Problem to work on:
Reproduce the material below word for word, starting at the line that contains "Where can the abandoned" and ending at the line that contains "<point>258,104</point>", with both of those lines included.

-------- Recorded information --------

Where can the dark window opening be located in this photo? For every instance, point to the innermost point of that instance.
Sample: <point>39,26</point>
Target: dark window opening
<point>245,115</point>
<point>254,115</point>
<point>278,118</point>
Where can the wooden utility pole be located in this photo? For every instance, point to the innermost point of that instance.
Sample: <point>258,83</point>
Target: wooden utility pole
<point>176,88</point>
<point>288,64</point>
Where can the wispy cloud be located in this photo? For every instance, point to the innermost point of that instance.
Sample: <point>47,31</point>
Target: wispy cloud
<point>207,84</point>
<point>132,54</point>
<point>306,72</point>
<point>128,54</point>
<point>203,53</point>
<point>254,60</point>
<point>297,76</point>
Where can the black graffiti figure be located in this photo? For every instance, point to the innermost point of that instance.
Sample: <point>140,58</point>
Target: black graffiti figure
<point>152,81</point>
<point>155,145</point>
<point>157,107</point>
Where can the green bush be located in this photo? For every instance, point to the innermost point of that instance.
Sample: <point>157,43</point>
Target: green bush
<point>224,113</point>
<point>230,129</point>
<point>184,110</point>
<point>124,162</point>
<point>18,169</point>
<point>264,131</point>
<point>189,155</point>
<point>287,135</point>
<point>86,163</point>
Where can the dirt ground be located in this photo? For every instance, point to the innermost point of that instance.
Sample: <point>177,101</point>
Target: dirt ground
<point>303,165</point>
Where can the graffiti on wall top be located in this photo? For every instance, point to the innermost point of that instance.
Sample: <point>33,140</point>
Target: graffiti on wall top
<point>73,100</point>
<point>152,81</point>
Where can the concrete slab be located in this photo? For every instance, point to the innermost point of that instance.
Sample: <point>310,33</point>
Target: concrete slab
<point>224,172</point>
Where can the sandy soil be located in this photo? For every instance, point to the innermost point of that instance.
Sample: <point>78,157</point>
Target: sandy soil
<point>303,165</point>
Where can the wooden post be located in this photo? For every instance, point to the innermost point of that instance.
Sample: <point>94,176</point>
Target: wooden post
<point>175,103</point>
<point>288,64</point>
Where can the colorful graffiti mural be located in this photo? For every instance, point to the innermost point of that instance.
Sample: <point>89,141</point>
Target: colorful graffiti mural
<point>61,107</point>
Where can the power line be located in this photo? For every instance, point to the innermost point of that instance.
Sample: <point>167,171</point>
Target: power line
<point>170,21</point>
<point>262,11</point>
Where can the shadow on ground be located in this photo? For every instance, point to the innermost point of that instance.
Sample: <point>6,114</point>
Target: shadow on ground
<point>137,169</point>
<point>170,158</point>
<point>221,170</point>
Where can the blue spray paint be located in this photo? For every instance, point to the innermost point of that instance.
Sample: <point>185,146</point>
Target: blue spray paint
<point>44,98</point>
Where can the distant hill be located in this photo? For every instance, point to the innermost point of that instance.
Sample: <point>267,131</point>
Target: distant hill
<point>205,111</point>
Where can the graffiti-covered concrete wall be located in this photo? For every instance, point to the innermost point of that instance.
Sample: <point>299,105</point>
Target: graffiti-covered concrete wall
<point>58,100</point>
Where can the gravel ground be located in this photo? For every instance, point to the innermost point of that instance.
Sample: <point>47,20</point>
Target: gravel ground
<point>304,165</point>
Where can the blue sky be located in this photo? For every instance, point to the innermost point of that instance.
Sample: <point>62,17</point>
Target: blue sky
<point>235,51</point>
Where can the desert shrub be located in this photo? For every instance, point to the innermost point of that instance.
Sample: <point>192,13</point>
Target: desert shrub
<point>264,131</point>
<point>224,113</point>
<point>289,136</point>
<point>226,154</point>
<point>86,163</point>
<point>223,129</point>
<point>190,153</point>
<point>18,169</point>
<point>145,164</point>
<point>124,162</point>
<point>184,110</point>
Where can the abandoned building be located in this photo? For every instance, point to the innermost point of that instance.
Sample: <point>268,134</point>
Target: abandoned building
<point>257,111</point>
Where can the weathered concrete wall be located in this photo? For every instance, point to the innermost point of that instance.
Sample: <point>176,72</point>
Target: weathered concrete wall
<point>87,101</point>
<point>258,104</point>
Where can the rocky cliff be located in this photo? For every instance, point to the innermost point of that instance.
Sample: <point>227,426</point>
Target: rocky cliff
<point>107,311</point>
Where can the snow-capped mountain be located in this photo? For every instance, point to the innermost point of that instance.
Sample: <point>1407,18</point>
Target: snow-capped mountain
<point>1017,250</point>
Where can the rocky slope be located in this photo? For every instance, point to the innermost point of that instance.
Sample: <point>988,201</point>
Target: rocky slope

--------

Reply to the exercise:
Where can the abandoned building be located in this photo? For every instance, point to the innermost point of that instance.
Sample: <point>268,134</point>
Target: abandoned building
<point>257,111</point>
Where can the weathered concrete wall be located in this photo? For every instance, point to the innermost point of that instance.
Sample: <point>176,72</point>
Target: weathered concrete wall
<point>87,101</point>
<point>258,104</point>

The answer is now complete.